▸ **Work to do**
Transcribe verbatim every line from the line containing "of the open" to the end of the entries, including both endpoints. Output nothing beyond those lines.

(Object pointing dataset rows)
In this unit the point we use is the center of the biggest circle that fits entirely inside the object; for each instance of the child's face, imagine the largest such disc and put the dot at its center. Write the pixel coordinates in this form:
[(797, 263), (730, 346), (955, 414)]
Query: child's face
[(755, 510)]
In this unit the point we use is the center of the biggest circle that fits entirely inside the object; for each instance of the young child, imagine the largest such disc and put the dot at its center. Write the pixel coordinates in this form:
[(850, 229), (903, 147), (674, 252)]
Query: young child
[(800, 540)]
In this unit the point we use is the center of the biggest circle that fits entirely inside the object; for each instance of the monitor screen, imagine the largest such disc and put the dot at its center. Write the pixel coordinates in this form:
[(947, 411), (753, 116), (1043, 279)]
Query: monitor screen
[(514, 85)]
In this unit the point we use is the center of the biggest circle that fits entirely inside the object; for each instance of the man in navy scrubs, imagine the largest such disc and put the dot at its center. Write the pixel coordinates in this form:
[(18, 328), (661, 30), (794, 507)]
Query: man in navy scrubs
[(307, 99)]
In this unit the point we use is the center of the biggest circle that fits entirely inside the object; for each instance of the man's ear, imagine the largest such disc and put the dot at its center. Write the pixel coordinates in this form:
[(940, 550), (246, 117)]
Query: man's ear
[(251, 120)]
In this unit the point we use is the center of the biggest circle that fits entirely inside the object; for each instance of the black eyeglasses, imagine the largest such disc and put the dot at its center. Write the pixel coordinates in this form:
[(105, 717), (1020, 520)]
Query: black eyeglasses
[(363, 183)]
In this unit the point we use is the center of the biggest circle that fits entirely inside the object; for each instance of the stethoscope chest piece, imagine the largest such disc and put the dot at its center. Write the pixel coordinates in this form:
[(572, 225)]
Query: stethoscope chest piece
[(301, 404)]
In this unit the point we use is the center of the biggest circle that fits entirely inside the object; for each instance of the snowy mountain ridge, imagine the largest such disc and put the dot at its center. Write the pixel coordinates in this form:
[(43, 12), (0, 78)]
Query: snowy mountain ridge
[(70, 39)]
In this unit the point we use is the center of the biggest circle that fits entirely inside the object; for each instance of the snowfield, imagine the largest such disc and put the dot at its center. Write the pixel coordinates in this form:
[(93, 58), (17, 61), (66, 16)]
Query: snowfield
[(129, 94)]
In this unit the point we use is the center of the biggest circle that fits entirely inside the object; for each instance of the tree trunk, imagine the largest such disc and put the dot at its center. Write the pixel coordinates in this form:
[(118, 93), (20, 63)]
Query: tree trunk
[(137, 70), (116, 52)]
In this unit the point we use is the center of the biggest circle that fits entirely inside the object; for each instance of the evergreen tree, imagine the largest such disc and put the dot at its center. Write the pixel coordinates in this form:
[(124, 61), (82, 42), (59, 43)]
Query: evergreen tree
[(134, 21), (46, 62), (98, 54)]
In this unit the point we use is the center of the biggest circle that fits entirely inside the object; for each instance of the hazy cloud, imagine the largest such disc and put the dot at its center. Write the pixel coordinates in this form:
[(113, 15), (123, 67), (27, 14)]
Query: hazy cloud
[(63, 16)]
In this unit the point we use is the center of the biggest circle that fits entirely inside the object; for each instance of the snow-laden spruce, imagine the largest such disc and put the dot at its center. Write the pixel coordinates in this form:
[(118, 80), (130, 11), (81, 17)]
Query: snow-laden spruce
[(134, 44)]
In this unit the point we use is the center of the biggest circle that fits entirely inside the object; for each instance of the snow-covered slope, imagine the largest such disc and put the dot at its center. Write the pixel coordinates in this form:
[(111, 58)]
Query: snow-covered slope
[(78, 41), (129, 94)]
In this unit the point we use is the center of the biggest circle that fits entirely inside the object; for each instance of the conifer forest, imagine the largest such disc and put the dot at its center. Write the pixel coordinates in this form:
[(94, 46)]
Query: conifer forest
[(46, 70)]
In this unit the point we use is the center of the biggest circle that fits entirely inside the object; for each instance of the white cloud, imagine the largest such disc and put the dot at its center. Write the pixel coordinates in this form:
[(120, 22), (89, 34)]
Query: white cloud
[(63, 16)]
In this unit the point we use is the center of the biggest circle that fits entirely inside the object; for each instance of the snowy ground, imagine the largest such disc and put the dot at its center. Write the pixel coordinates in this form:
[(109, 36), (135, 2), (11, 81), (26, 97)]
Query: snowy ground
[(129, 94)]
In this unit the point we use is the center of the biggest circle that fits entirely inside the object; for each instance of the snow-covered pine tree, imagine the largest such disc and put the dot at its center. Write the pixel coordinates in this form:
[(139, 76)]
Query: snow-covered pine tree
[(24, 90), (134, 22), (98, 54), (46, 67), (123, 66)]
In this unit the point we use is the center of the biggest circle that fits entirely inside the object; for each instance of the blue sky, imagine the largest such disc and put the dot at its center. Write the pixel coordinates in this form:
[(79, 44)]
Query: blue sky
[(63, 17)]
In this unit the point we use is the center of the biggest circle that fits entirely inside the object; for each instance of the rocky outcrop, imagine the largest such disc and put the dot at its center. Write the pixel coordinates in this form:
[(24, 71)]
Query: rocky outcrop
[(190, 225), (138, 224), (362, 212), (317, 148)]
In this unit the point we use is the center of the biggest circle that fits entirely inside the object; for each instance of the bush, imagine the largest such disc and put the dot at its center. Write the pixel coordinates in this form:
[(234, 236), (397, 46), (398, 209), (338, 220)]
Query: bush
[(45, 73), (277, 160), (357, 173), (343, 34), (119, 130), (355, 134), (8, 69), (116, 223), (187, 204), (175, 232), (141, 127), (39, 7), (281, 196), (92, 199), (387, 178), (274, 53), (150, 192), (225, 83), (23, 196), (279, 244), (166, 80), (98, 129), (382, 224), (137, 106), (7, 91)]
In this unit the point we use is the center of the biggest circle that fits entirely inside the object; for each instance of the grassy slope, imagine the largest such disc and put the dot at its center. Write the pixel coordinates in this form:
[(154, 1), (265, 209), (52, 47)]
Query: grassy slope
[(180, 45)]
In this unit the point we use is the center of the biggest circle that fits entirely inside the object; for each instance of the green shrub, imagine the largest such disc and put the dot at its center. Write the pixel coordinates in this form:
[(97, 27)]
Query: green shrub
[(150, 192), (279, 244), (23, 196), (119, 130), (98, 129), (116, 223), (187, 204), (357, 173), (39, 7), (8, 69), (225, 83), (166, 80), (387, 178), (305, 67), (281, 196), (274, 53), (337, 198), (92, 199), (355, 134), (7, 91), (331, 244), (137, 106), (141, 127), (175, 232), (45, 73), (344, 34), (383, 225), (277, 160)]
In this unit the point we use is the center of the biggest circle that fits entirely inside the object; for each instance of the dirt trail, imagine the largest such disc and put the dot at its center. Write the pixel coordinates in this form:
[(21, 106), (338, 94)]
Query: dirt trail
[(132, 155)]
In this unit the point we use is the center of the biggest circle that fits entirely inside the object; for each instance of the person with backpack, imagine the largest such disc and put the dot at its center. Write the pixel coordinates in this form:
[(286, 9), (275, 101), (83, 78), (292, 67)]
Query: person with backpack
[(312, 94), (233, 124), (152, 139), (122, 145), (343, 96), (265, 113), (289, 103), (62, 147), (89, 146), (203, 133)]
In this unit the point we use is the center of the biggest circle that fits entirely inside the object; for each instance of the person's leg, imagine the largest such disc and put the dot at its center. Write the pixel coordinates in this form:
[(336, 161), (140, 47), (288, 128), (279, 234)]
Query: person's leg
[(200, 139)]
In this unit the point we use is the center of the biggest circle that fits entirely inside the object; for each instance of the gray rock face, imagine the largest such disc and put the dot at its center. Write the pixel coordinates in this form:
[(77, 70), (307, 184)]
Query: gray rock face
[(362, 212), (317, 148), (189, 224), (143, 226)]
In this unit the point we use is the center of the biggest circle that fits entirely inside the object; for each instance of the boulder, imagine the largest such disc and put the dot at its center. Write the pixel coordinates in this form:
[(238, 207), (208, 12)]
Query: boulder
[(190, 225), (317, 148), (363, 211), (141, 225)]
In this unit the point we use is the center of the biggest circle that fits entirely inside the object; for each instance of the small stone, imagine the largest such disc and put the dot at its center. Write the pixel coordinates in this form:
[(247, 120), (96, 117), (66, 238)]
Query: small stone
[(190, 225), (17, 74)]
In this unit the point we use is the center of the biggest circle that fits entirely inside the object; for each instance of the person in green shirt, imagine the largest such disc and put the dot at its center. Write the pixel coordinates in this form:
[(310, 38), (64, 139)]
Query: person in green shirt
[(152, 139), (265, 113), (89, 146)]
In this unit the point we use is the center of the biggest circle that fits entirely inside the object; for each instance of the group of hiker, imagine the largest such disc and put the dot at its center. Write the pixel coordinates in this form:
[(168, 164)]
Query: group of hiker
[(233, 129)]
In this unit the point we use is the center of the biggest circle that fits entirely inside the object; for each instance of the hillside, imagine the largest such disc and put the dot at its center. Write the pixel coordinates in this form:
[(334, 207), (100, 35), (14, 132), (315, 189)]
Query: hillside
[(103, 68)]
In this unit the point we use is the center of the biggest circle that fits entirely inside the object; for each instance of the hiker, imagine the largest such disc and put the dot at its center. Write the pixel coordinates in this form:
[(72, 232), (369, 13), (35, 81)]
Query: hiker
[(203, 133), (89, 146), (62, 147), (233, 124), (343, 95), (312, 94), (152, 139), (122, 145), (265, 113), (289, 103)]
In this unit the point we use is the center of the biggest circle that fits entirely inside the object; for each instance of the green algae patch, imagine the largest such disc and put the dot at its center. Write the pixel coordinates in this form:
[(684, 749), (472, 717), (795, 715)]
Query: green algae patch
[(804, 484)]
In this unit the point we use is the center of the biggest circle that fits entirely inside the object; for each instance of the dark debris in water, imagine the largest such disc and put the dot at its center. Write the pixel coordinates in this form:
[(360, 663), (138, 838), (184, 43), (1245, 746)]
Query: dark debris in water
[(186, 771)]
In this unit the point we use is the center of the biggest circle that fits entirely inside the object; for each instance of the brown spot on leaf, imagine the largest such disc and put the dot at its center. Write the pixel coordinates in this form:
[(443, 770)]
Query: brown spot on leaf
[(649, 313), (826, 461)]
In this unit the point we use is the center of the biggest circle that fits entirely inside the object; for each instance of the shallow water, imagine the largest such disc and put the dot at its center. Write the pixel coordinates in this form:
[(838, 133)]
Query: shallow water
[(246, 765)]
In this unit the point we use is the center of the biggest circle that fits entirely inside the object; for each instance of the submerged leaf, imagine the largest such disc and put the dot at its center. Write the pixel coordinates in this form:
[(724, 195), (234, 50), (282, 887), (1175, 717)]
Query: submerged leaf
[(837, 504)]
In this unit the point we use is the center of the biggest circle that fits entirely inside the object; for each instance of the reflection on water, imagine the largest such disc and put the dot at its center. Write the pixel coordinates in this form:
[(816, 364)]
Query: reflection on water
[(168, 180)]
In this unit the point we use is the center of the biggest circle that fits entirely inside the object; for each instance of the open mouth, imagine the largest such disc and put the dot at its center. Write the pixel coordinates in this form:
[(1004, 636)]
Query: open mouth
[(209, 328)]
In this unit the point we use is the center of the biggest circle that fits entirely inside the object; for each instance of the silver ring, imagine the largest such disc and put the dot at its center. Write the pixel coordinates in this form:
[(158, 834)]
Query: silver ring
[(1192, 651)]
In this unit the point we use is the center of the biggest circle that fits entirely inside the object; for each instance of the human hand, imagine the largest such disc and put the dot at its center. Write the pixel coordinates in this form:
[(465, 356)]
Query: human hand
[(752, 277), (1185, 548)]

▸ **Correct response**
In this unit the point we use is the center of the biggest circle that fits entirely inside the object; for each instance of the open mouth, imagine the largest such disc and put the dot at its center. Write the pixel coordinates in this form:
[(1004, 636)]
Query: open mouth
[(209, 328)]
In this unit the point we use is the center of the biggest circle that fits entirely inside the object; for each instance of the silver ring, imagine the largest such disc and put the dot at its center. Write the pixel coordinates in this form:
[(158, 834)]
Query: silver ring
[(1192, 651)]
In this unit the point we use is the center of the biggest circle that fits entirely inside the object; for each instance of the human hand, imagine the largest such disc and put the dot at its center. Write the pixel coordinates in this form:
[(465, 356)]
Query: human hand
[(752, 277), (1185, 548)]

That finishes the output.